Written instruction A:
Can you restate word for word the stretch of the RAID recovery message below from "On Wed Jun 18, 2014" through "added or deleted."?

Quoted passage:
---+---

On Wed Jun 18, 2014 at 03:25:27PM +0200, George Duffield wrote:

> A little more information if it helps deciding on the best recovery
> strategy.  As can be seen all drives still in the array have event
> count:
> Events : 11314
> 
> The drive that fell out of the array has an event count of:
> Events : 11306
> 
> Unless mdadm writes to the drives when a machine is booted or the
> array partitioned I know for certain that the array has not been
> written to i.e. no files have been added or deleted.
> 
> Per https://raid.wiki.kernel.org/index.php/RAID_Recovery it would seem
> to me the following guidance applies:
> If the event count closely matches but not exactly, use "mdadm
> --assemble --force /dev/mdX <list of devices>" to force mdadm to
> assemble the array anyway using the devices with the closest possible
> event count. If the event count of a drive is way off, this probably
> means that drive has been out of the array for a long time and
> shouldn't be included in the assembly. Re-add it after the assembly so
> it's sync:ed up using information from the drives with closest event
> counts.

---+---

Rows:

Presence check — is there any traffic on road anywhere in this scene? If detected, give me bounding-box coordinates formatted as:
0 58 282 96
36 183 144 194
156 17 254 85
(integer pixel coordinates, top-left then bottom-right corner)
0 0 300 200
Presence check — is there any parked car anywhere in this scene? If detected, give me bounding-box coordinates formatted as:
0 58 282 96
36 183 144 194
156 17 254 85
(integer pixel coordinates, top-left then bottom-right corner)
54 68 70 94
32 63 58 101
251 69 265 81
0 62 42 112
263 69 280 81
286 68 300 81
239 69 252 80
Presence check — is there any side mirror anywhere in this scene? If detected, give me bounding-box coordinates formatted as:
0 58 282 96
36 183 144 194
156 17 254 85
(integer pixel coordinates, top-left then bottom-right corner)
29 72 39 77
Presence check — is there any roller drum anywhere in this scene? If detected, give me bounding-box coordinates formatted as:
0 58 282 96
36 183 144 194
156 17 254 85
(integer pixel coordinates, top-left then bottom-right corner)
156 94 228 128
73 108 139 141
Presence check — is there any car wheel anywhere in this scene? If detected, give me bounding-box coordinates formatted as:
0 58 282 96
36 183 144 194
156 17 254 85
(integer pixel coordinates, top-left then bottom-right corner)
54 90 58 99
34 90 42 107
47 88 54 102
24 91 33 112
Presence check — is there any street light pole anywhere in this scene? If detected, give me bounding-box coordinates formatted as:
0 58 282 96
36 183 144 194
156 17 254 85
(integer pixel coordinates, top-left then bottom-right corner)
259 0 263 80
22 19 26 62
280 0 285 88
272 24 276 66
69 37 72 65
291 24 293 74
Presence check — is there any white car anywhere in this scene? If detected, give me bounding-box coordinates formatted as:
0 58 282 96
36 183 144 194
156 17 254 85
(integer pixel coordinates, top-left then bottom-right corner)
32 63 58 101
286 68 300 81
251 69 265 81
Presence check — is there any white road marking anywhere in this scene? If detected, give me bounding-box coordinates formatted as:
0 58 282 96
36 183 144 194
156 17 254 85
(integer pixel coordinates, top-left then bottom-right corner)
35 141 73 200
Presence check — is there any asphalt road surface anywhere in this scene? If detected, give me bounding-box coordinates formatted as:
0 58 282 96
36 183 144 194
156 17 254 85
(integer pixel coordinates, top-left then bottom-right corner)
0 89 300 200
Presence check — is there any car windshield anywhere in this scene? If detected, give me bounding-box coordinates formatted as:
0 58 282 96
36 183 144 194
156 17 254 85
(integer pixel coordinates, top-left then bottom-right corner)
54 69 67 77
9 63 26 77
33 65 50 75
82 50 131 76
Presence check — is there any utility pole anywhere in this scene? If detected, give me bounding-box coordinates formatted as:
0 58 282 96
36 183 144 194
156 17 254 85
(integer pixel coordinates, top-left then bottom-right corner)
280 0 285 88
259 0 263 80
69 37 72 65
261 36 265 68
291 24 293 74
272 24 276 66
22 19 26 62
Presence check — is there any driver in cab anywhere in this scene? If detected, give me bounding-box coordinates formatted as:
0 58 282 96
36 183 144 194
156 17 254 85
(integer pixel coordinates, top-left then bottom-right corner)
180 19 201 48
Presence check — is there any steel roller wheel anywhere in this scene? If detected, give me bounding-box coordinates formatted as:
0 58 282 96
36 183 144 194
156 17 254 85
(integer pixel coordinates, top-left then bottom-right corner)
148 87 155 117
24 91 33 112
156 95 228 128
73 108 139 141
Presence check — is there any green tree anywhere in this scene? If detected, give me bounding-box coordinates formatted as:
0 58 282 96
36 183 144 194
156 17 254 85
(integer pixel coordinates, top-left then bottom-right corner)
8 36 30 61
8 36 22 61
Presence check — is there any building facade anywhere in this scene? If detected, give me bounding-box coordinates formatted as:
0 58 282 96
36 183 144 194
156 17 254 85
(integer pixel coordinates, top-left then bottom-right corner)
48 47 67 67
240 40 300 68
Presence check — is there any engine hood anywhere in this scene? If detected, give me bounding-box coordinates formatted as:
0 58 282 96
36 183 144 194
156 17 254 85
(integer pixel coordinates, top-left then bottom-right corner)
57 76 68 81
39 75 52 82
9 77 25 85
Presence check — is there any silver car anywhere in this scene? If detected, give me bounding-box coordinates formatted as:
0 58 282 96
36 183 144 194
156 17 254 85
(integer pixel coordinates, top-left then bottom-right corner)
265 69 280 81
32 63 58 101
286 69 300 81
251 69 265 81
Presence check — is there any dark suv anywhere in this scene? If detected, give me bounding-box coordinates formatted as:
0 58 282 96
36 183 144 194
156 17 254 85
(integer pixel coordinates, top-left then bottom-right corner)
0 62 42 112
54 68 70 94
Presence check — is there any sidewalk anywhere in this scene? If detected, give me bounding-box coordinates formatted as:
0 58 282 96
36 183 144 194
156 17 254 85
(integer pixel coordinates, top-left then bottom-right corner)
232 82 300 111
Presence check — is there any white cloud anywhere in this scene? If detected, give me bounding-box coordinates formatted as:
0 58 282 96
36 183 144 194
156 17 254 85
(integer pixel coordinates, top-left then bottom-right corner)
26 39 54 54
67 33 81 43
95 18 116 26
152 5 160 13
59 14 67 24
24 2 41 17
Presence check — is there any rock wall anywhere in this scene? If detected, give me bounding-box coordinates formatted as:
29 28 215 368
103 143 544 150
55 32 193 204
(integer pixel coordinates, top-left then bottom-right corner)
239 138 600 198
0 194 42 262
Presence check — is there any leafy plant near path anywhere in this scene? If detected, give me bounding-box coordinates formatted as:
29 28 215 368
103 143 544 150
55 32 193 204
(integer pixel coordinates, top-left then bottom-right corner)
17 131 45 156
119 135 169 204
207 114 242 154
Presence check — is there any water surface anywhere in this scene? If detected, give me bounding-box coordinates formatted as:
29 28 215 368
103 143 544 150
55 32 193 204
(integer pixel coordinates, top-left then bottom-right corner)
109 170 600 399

---+---

Written instruction B:
Could you quote verbatim the stretch of the rows above from the line containing "Presence check — is there any side mirror" through the line containing "29 72 39 77"?

Problem solution A:
On Wed Jun 18, 2014 at 03:25:27PM +0200, George Duffield wrote:

> A little more information if it helps deciding on the best recovery
> strategy.  As can be seen all drives still in the array have event
> count:
> Events : 11314
> 
> The drive that fell out of the array has an event count of:
> Events : 11306
> 
> Unless mdadm writes to the drives when a machine is booted or the
> array partitioned I know for certain that the array has not been
> written to i.e. no files have been added or deleted.

Problem solution B:
Presence check — is there any side mirror anywhere in this scene? If detected, give me bounding-box coordinates formatted as:
0 58 282 96
36 183 144 194
156 17 254 85
(integer pixel coordinates, top-left then bottom-right corner)
29 72 39 77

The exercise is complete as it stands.